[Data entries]
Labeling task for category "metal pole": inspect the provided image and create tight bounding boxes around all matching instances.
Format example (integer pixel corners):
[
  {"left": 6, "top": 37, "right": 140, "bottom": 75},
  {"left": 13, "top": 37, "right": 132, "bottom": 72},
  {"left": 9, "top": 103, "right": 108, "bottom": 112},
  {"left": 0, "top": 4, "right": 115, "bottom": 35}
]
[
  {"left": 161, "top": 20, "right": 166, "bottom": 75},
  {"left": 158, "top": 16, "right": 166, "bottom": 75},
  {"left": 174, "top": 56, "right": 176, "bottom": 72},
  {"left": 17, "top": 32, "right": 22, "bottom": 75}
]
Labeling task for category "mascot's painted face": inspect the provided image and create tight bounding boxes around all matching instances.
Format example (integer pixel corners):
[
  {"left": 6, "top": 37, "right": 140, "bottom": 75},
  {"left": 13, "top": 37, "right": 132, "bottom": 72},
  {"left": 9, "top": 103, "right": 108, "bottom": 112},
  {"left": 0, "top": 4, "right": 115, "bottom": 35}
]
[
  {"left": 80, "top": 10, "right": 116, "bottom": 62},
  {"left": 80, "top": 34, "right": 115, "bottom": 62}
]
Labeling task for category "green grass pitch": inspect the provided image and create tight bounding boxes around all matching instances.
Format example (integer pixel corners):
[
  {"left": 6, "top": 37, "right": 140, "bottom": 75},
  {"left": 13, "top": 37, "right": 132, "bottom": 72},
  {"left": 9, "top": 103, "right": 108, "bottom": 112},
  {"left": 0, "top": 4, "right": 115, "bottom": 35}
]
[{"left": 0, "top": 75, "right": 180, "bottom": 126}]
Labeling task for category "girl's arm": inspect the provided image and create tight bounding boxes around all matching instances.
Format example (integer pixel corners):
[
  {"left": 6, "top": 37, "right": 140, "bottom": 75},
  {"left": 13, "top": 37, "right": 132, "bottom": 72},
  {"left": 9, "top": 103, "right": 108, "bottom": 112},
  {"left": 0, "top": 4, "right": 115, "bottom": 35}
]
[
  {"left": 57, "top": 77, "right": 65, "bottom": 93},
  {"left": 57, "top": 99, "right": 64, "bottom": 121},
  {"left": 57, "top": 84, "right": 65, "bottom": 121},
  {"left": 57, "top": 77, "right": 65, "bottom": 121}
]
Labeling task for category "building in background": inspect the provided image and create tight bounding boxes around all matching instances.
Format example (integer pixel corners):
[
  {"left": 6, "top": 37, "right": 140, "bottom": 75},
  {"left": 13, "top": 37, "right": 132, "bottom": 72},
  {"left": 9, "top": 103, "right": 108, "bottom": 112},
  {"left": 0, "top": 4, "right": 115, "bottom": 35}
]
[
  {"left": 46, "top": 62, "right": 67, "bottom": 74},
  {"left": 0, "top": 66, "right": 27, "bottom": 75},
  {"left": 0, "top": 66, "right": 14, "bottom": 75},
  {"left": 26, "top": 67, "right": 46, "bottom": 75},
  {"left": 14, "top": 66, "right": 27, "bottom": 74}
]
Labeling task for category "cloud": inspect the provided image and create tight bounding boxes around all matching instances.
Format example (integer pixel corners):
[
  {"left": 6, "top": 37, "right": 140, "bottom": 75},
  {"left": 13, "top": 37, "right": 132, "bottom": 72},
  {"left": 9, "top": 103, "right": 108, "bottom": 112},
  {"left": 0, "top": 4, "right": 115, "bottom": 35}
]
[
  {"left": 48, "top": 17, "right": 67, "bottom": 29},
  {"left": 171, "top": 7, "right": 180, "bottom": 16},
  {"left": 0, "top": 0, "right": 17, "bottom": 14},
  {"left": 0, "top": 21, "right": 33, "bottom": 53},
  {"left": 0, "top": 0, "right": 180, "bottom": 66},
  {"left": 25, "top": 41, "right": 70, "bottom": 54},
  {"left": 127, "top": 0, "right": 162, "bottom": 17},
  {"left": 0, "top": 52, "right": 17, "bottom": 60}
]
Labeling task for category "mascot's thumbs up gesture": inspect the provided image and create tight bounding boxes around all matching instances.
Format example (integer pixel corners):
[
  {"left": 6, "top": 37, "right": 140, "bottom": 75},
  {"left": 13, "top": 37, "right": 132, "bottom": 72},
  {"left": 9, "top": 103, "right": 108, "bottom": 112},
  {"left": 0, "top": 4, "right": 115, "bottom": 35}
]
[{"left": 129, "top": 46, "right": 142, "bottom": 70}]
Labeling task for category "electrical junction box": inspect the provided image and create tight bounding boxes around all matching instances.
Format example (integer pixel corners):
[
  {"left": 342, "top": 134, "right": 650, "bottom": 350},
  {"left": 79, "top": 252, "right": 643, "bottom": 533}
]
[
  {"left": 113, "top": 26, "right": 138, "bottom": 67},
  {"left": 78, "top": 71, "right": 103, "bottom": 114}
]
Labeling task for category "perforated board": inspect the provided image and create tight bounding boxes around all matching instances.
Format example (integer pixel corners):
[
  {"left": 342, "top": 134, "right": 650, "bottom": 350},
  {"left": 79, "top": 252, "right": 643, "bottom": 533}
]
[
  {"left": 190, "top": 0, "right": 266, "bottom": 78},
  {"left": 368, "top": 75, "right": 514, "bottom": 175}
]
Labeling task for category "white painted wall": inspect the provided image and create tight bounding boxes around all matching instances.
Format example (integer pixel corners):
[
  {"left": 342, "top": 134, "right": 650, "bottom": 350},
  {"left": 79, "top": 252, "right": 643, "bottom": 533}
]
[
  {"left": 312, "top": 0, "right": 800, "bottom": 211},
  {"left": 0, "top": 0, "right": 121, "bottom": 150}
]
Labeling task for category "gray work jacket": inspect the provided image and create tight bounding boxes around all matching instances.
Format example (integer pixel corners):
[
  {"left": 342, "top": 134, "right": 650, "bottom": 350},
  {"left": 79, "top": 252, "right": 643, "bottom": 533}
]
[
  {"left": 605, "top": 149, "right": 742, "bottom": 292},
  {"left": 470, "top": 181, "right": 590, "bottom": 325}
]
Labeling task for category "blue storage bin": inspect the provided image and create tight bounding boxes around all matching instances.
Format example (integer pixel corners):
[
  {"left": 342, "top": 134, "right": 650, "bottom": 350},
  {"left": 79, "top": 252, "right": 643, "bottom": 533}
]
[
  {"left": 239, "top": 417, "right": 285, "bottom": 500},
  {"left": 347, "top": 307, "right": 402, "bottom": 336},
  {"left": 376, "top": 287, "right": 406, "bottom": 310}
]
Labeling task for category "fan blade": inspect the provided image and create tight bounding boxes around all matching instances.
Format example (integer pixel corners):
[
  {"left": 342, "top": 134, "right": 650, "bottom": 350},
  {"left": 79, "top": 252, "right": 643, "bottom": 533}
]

> [DESCRIPTION OF THE TASK]:
Please state how many lines in the data contain the word "mascot", giving only that number.

> [RESPONSE TO THIS TASK]:
2